# WORK REQUIRED
Reproduce verbatim only the lines from the one containing "Could you point to the olive" through the last line below, both included.

# EXERCISE MATERIALS
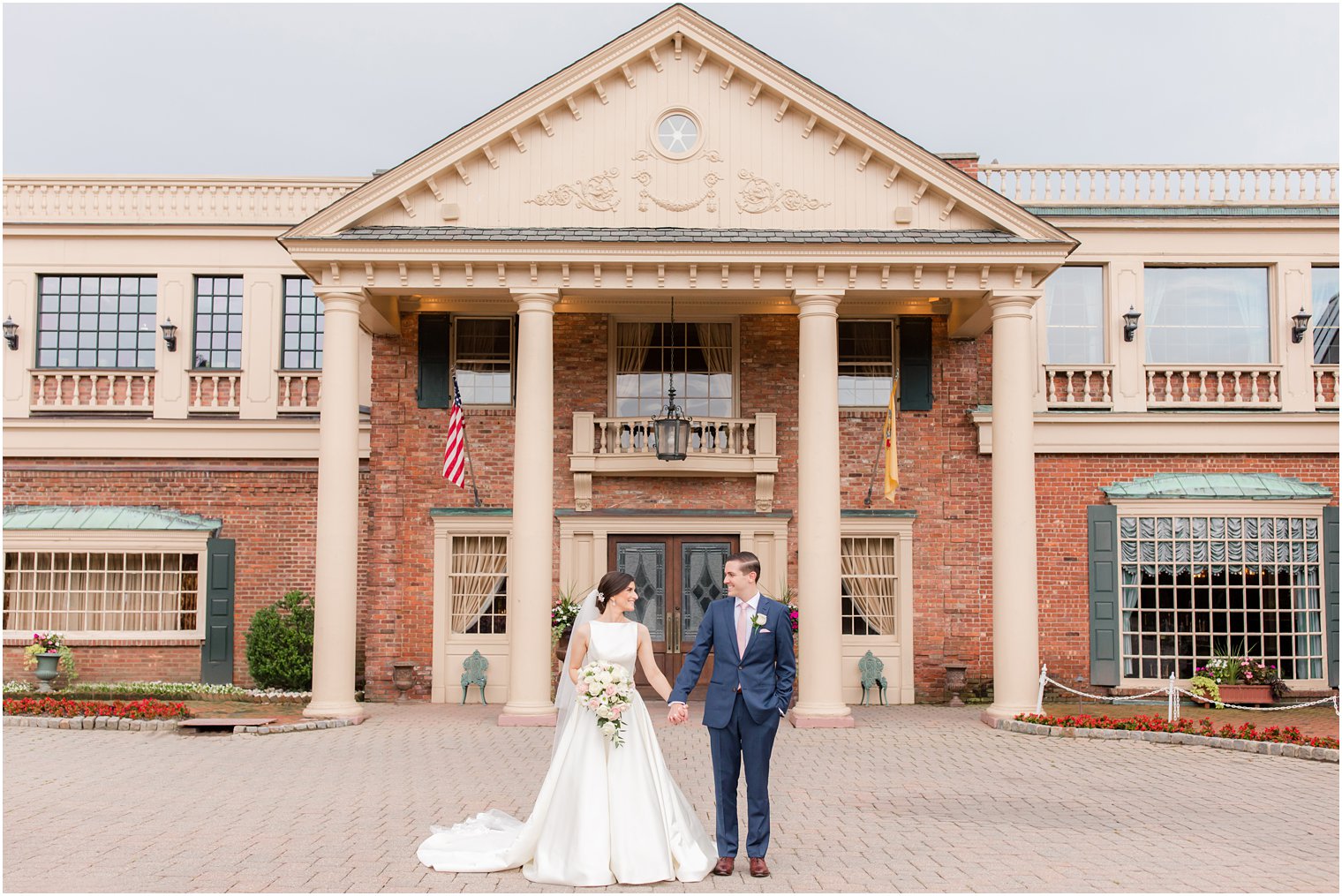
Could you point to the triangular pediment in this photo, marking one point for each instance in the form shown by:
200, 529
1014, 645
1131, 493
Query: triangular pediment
771, 150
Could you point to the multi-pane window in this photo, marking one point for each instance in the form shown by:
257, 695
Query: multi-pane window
1216, 315
866, 363
97, 320
305, 323
1074, 301
84, 591
1195, 586
482, 349
697, 358
479, 584
870, 585
219, 322
1325, 312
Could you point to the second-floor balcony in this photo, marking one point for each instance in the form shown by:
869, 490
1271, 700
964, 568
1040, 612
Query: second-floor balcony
718, 447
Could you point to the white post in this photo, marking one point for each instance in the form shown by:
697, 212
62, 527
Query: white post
1039, 697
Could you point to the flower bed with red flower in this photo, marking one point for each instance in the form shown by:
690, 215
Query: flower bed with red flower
1204, 727
117, 709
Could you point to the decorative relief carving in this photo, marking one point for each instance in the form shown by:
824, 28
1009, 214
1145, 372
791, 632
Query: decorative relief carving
709, 199
758, 196
598, 193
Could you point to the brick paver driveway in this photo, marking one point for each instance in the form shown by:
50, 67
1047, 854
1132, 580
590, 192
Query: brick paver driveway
916, 798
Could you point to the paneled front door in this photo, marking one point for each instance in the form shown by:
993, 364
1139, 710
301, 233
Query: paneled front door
686, 568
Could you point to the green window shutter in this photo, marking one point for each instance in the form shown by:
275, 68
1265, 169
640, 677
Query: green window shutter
1331, 589
435, 388
1102, 531
216, 653
916, 364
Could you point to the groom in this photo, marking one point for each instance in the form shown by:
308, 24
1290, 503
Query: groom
750, 637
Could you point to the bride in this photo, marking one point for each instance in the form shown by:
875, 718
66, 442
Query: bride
606, 815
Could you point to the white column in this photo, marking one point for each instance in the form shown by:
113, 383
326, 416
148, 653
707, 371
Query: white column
1014, 576
337, 511
532, 547
820, 699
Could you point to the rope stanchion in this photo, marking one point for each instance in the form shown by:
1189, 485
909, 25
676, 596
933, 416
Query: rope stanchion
1172, 703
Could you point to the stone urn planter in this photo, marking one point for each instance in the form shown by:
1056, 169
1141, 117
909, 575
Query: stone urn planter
1246, 694
49, 666
403, 676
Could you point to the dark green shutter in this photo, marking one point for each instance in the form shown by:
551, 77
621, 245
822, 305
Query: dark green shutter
435, 389
1331, 589
216, 653
916, 364
1102, 531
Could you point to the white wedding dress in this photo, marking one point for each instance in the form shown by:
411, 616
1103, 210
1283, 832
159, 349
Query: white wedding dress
606, 815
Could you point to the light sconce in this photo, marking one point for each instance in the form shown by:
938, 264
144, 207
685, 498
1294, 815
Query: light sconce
1300, 326
1130, 323
170, 335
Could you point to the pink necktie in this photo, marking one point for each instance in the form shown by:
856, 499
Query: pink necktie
743, 627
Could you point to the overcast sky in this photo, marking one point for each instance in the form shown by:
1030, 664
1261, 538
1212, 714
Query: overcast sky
345, 89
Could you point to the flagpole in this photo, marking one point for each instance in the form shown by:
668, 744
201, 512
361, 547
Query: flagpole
466, 441
880, 449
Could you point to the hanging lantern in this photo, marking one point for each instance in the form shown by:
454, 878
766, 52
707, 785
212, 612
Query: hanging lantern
671, 428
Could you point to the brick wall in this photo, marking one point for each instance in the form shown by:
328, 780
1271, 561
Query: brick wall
268, 508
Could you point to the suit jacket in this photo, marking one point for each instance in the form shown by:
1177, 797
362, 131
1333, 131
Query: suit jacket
765, 671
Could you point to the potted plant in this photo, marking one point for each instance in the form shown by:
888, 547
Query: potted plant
1239, 681
50, 653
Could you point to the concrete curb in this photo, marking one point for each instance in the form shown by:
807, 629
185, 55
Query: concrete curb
1266, 748
114, 723
89, 723
320, 725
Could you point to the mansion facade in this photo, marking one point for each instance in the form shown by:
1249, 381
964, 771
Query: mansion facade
1115, 431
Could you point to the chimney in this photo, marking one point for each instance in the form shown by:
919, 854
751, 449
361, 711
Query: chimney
967, 162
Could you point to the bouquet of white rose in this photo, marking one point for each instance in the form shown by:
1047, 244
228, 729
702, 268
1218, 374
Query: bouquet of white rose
606, 689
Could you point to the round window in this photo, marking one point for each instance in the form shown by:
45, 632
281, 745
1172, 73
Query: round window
678, 134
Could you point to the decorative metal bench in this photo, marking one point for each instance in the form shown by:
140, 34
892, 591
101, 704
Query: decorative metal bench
474, 668
871, 671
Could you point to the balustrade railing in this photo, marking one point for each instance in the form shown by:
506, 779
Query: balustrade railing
1212, 387
125, 390
1079, 387
299, 392
215, 392
707, 436
1310, 184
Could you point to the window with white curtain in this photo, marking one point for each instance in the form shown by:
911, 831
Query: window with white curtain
1215, 315
697, 358
102, 591
1325, 314
870, 585
1199, 585
479, 584
1074, 302
866, 363
482, 356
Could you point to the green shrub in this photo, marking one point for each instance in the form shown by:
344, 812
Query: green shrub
279, 644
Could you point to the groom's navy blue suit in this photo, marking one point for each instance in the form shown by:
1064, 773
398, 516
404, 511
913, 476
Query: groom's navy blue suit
743, 722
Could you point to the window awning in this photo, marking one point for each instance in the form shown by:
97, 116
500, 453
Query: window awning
1203, 486
105, 518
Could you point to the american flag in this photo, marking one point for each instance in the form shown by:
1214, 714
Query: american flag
454, 455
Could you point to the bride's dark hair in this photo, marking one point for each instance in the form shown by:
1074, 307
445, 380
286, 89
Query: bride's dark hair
611, 584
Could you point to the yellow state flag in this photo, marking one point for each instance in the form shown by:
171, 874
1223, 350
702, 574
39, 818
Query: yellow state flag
892, 455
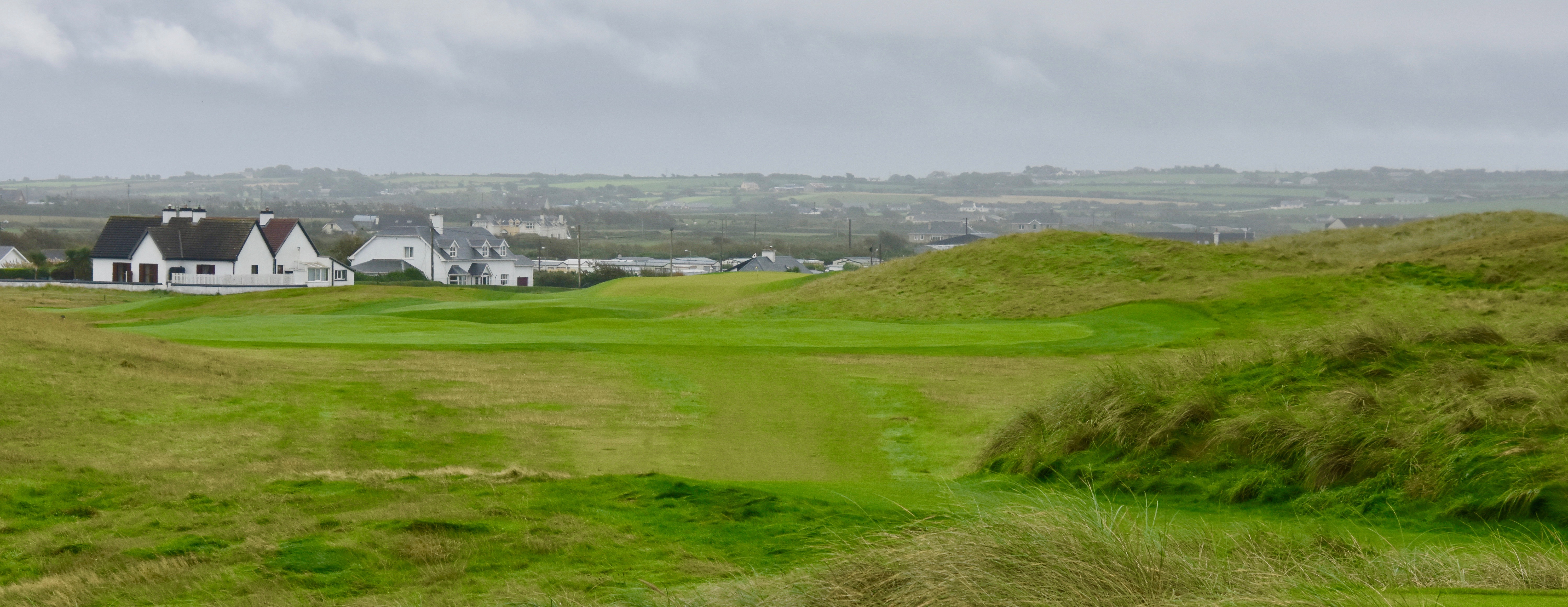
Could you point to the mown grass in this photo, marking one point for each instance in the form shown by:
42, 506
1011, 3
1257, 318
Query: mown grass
468, 446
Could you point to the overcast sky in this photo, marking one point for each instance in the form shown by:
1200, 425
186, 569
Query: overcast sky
821, 87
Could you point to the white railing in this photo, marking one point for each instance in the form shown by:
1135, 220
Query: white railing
239, 280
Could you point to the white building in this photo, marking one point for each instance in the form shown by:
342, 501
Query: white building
449, 255
548, 227
13, 258
189, 249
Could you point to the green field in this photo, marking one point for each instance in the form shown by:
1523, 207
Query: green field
772, 438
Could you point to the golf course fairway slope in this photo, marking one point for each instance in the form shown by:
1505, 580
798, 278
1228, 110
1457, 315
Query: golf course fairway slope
1330, 418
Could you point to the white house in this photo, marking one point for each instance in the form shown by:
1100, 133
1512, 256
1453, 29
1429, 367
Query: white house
189, 249
449, 255
296, 253
13, 258
548, 227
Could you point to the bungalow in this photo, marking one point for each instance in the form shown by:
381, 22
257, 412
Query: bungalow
13, 258
771, 261
339, 227
1365, 222
189, 249
451, 255
957, 241
1034, 222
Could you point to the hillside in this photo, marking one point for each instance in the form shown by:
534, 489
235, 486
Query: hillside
1058, 272
1456, 423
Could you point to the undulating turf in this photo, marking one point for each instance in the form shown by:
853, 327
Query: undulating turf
479, 446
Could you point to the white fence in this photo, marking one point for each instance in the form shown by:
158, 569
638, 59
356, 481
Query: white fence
239, 280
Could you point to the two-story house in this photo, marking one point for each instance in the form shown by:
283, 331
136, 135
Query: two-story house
449, 255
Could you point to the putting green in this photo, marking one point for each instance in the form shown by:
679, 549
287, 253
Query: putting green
725, 333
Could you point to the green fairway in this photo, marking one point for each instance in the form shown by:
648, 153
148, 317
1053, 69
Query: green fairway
772, 438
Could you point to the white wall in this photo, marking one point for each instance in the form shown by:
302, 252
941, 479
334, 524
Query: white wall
391, 247
253, 253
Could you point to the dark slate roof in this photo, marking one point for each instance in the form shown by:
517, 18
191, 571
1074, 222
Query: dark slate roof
404, 220
763, 264
382, 266
122, 234
943, 228
468, 241
211, 239
277, 231
1371, 222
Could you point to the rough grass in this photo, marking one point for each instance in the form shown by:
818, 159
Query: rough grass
1065, 551
1061, 272
1459, 423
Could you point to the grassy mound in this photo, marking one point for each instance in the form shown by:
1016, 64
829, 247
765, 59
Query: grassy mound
1459, 423
1064, 551
1058, 272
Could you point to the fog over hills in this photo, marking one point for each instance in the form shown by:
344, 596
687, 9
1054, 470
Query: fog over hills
810, 87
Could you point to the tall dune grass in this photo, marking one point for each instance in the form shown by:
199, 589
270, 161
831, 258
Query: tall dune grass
1072, 551
1457, 423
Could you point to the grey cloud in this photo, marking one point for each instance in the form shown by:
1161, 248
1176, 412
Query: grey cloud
810, 85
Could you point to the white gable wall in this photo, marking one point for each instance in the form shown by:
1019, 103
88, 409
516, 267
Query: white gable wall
253, 253
391, 247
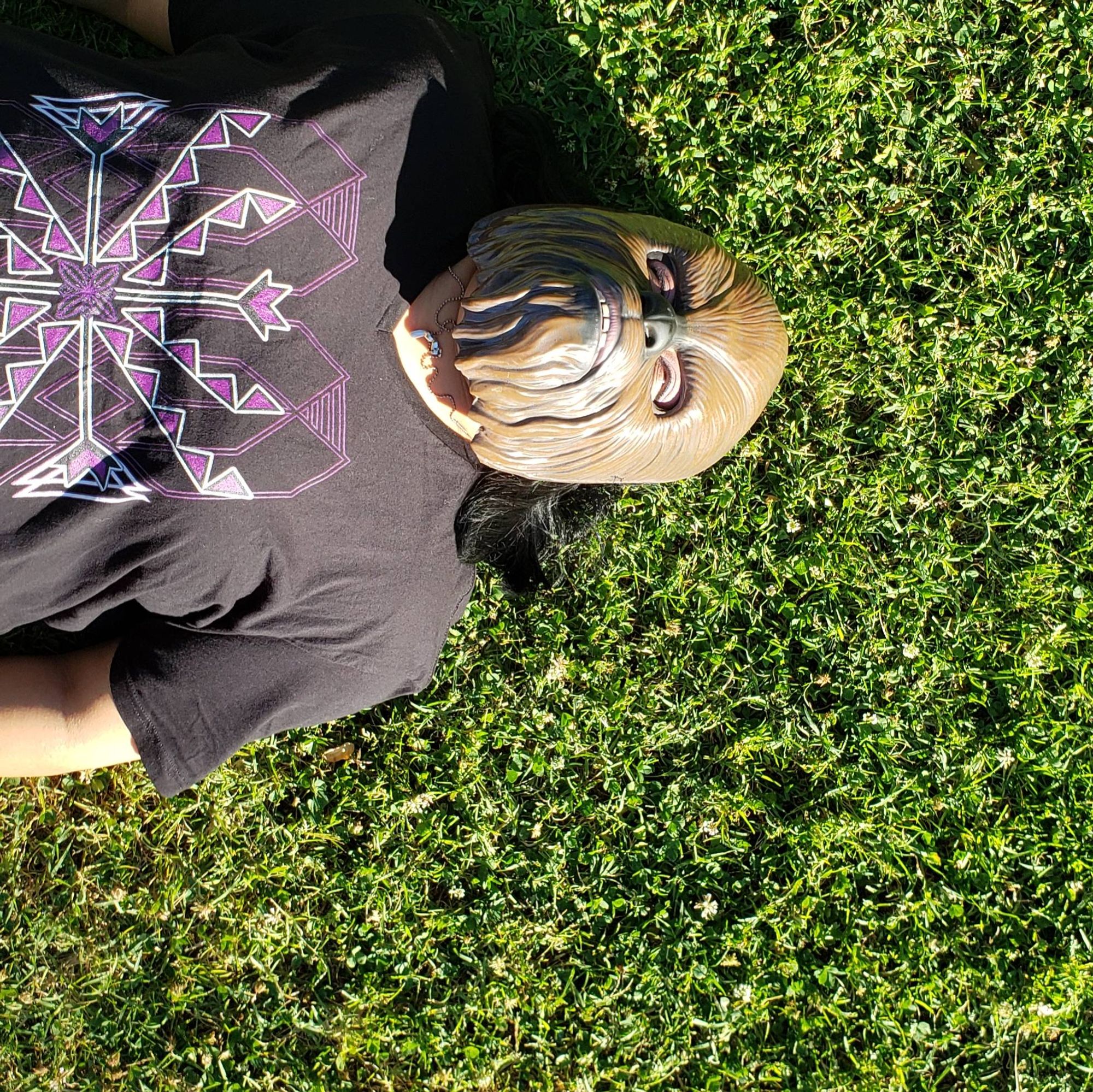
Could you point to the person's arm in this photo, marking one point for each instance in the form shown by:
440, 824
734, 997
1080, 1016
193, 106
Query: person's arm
147, 17
57, 715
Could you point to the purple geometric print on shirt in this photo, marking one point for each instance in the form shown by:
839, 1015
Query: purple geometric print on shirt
102, 280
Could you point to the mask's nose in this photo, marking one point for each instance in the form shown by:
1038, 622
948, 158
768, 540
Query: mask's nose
660, 320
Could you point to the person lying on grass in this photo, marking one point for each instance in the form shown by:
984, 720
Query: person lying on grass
277, 373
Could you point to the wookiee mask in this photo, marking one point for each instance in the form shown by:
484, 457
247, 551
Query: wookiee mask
605, 346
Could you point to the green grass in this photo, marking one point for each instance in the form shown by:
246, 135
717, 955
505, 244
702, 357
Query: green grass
839, 687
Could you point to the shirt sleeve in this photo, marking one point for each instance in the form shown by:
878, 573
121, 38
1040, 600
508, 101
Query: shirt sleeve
269, 21
192, 699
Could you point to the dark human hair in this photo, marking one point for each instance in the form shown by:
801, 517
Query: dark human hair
513, 524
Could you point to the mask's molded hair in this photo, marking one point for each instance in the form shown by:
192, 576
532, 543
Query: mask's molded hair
551, 404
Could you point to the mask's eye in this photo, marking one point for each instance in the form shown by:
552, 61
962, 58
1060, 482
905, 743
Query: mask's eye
663, 275
669, 382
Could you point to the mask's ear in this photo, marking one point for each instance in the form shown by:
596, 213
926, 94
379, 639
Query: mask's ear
558, 401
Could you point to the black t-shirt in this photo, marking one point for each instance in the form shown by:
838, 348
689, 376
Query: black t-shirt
203, 414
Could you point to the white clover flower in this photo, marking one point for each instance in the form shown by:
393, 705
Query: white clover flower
707, 907
559, 669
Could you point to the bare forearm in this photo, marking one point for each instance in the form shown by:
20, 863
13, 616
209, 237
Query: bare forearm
147, 17
53, 722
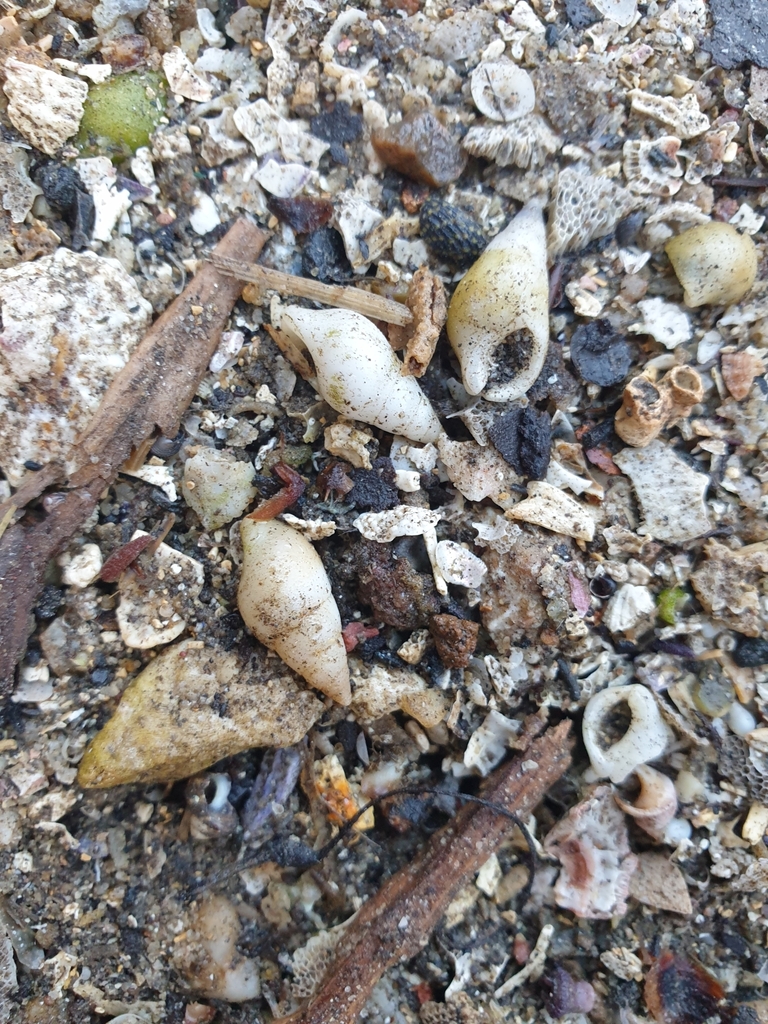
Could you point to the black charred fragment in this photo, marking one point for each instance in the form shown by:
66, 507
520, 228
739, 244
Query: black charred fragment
523, 437
599, 354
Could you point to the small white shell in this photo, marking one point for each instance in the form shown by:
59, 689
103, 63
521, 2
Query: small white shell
656, 803
286, 601
646, 738
502, 91
357, 373
501, 308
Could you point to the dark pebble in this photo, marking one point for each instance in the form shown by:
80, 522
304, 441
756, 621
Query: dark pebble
740, 33
581, 13
451, 233
599, 354
523, 437
325, 258
302, 213
59, 183
50, 601
338, 125
82, 218
751, 652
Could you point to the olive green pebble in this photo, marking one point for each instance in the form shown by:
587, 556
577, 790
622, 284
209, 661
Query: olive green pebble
670, 602
713, 694
122, 113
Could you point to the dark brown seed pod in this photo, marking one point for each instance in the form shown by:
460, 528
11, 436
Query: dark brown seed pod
450, 232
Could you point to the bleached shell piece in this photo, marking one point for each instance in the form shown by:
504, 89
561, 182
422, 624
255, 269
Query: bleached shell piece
670, 492
358, 375
502, 90
655, 805
665, 322
646, 738
183, 79
584, 208
500, 311
551, 508
154, 606
651, 167
525, 142
682, 114
169, 725
592, 845
286, 601
458, 565
46, 108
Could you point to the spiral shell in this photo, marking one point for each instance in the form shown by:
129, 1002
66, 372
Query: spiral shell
286, 601
498, 320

# WRITTEN RESPONSE
Could you point to the olive green pebble in this photo, marking one point for each instance in the form shown by:
587, 556
577, 790
622, 284
209, 661
Query: olive green pebble
670, 602
713, 694
122, 113
Could you point to the dark brown seed pod in this photo, marking one point for each instance in the form shown by:
460, 528
11, 436
Query: dark brown seed pod
450, 232
Could you point to the bleached shell piece in this photo, marking one point for each instance in the form shown by:
504, 89
561, 182
422, 624
255, 269
Query: bleached shell piece
670, 492
358, 375
502, 90
655, 805
665, 322
646, 738
183, 79
584, 208
500, 311
551, 508
154, 606
651, 167
525, 142
682, 114
169, 725
592, 845
286, 601
458, 565
46, 108
Could you point to the spiral shell in this photo, marking one point for each instance in the form shown by:
129, 1002
66, 372
Query: spiral shell
286, 601
498, 320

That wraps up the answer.